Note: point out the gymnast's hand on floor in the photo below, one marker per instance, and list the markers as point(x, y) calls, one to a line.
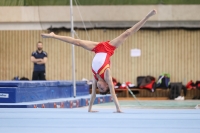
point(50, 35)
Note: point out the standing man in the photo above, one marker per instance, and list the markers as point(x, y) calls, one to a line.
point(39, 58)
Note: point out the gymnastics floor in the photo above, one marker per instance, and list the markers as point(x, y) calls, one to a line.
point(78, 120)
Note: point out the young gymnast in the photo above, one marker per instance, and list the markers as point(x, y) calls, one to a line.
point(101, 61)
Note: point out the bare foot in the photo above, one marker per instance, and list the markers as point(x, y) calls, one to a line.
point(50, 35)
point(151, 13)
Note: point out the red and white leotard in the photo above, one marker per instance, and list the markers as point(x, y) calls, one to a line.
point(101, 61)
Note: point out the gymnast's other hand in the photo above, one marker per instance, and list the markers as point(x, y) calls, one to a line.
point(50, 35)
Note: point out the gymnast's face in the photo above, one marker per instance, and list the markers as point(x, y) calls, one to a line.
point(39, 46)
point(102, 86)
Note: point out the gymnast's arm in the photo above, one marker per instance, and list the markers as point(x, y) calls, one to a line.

-------

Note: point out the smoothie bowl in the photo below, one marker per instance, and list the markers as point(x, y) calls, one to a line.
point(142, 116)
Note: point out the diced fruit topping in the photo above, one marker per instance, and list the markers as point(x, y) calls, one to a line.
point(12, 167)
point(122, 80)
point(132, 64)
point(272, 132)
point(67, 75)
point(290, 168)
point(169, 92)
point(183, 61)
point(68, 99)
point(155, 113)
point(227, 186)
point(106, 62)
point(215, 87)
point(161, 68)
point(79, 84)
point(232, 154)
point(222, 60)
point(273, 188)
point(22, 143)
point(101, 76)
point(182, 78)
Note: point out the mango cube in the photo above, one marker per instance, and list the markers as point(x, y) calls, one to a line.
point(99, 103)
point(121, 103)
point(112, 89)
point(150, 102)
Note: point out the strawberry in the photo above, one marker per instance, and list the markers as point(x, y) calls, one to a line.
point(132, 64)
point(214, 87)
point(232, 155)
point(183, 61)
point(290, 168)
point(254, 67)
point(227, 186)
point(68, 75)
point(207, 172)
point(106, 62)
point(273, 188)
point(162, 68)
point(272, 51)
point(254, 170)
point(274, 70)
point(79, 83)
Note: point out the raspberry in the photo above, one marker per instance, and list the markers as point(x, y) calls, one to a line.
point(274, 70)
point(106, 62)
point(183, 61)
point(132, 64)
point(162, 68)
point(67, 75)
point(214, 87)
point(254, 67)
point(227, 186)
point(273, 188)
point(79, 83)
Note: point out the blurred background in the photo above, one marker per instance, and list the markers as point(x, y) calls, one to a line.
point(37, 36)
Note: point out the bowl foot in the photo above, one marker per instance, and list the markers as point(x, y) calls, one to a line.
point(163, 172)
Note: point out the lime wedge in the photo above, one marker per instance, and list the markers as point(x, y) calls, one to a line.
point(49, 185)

-------

■ What needs to be done ■
Reproduce word for word the entries above, from the line with "Note: point out the gymnast's other" to the line with "Note: point out the gymnast's arm", both lines included.

■ Complete answer ■
Note: point out the gymnast's other hand in the photo above, one marker per instance, and list the markers as point(x, y) calls, one to a line.
point(50, 35)
Note: point out the gymnast's face in the photo above, one marker per instance, and list the markers as point(x, y) calls, one to a line.
point(39, 46)
point(102, 86)
Note: point out the gymnast's arm in the photo above, one marker per instance, and list the markers as point(x, y) calls, one to a line.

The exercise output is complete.